What to do
1. How would you put this sentence from the piece on the Walker Art Center's mini-golf course into Spanish: "Troy Kampa’s “O-par-ation” turns the children’s game “Operation” into a putting green."
2. Can you turn the paragraph beginning "The Walker Art Center found the perfect solution" in the piece on the Walker Art Center's mini-golf course into a short bulleted list that keeps its main facts?

Selected extract
════════

Gently flowing rivers, swirling windmills, spewing volcanoes and giant purple elephants. The more absurd a miniature golf course gets, the better the course, unless you actually want to work on your putting skills. The magic of mini-golf is not so much the actual sport or game; rather, it’s about how many colorful plastic statues clutter the course and how to hit a golf ball into a lion’s mouth before it closes.

The really good mini-golf places are the most imaginative – the ones that feel like an acid trip through “Fraggle Rock.” Sadly, those miniature golf courses are few and hard to find, and the Twin Cities have been severely lacking in good mini-golf places. Lava Links has half of their course in black light, which is awesome, but there has to be more than just sand traps.

The Walker Art Center found the perfect solution to boring mini golf. It makes perfect sense: Get artists to design the mini golf course, in the sculpture garden. Claus Oldenburg’s “Spoon and Cherry” already sets the right mini-golf atmosphere. Sculpture artists designing mini-golf sculptures – why have we not had this sooner?

The 10-hole course is even better than expected. The hole designers were not content with merely building a large, colorful statue to putt around (this is the Walker after all). In fact, the rules of mini-golf have been thrown in front of a lawn mower.

Zander Brimijoin and Luke Burgdorf designed a 6-foot ramp leading to a large Pachinko board for “Pachinko Generation.” Each time a ball rolls down the board it is led on its own unique path.

“Mini Golf Smackdown!” by Takuma Handa and Daniel Vercruysse is even more anarchical. Score cards mean nothing when players are allowed (encouraged even) to knock opponents’ balls out of the way. This game is about beating everyone else. Soon helmets and facemasks will be necessary for mini-golf.

Other holes do not bend the traditional rules of mini-golf, but their concepts make them more entertaining than any windmill.

Troy Kampa’s “O-par-ation” turns the children’s game “Operation” into a putting green. When players miss, a loud buzzer goes off and the patient’s nose lights up.

“Life Sucks” by Burlesque of North America lets you try to make it as a rock star. But if you miss, the two paths are living in your parents’ basement or working in a cubical.

The Walker’s miniature golf course has gone beyond large animals and weird, surreal fantasy lands. They have turned mini-golf into an art. Dada putt-putt, perhaps?

════════

Information supplied

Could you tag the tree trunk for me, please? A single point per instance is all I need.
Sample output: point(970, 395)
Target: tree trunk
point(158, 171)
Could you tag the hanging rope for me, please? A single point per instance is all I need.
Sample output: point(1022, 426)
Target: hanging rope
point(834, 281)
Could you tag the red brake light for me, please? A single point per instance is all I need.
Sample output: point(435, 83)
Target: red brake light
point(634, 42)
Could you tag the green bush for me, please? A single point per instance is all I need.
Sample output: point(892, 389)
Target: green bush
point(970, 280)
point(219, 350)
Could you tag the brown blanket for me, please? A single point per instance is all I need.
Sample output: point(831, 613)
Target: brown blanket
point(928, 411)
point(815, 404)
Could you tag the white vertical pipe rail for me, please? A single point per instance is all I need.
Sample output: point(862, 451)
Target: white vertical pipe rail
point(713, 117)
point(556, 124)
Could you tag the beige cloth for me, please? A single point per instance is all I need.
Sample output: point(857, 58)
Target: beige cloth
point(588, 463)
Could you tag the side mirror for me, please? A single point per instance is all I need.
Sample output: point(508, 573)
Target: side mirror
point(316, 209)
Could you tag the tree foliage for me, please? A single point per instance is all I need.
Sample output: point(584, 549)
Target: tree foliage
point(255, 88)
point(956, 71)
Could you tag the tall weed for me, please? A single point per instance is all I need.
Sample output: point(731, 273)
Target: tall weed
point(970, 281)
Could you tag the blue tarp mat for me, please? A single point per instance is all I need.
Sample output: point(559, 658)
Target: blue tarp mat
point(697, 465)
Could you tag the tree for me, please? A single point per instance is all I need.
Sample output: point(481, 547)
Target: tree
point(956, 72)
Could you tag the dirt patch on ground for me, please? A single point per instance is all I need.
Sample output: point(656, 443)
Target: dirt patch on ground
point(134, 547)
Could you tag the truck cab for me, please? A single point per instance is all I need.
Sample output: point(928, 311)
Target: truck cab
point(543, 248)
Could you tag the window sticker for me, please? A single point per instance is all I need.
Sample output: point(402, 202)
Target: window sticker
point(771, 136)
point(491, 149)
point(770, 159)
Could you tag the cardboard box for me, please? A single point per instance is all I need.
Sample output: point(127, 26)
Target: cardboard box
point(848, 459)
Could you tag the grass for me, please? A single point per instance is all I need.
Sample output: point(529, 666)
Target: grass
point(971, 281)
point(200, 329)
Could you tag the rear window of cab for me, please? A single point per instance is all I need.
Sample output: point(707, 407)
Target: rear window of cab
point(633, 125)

════════

Task-by-task outputs
1. «O-par-ation», de Troy Kampa, convierte el juego infantil «Operation» en un green de putt.

2.
- The Walker Art Center solved the problem of boring mini golf.
- Artists design the mini-golf course.
- The course is in the sculpture garden.
- Claus Oldenburg's "Spoon and Cherry" already gives the garden the right mini-golf atmosphere.